(Beginning of LISTED RECORDS)

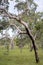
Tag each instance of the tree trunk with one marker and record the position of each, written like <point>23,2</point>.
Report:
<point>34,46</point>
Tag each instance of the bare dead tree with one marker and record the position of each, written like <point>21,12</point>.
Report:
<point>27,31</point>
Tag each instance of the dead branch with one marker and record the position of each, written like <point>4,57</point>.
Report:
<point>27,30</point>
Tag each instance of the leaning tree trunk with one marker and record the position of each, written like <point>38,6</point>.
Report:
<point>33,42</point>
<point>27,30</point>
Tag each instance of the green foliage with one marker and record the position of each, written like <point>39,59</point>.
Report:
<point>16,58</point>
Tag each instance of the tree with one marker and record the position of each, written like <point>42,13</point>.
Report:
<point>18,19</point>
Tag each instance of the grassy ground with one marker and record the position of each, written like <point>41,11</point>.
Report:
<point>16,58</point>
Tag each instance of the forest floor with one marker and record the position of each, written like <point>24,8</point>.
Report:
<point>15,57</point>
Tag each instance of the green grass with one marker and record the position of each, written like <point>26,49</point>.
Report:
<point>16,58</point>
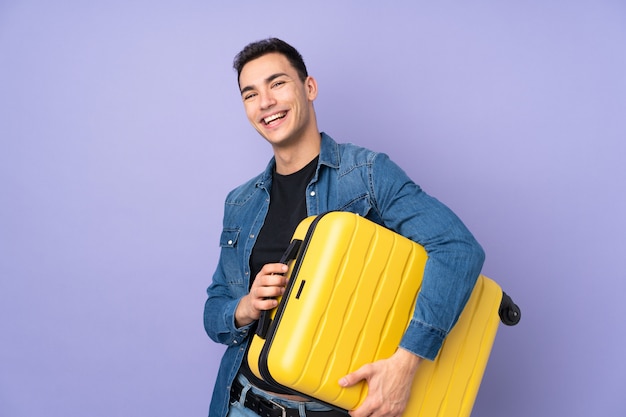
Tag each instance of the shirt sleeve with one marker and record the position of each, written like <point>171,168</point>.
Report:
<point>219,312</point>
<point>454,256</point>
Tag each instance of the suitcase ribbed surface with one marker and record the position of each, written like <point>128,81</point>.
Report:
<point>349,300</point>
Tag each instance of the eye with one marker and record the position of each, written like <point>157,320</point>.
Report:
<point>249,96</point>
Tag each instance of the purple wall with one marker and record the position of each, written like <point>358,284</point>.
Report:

(End of LISTED RECORDS)

▶ **EXERCISE DESCRIPTION**
From the records above, pull every line that has the string "green" and copy it.

▶ **EXERCISE SOLUTION**
Tag each instance of the green foliage with one marker and record the position of each, written like <point>39,59</point>.
Tag each instance of the green grass with one marker and record the position of each, written like <point>26,49</point>.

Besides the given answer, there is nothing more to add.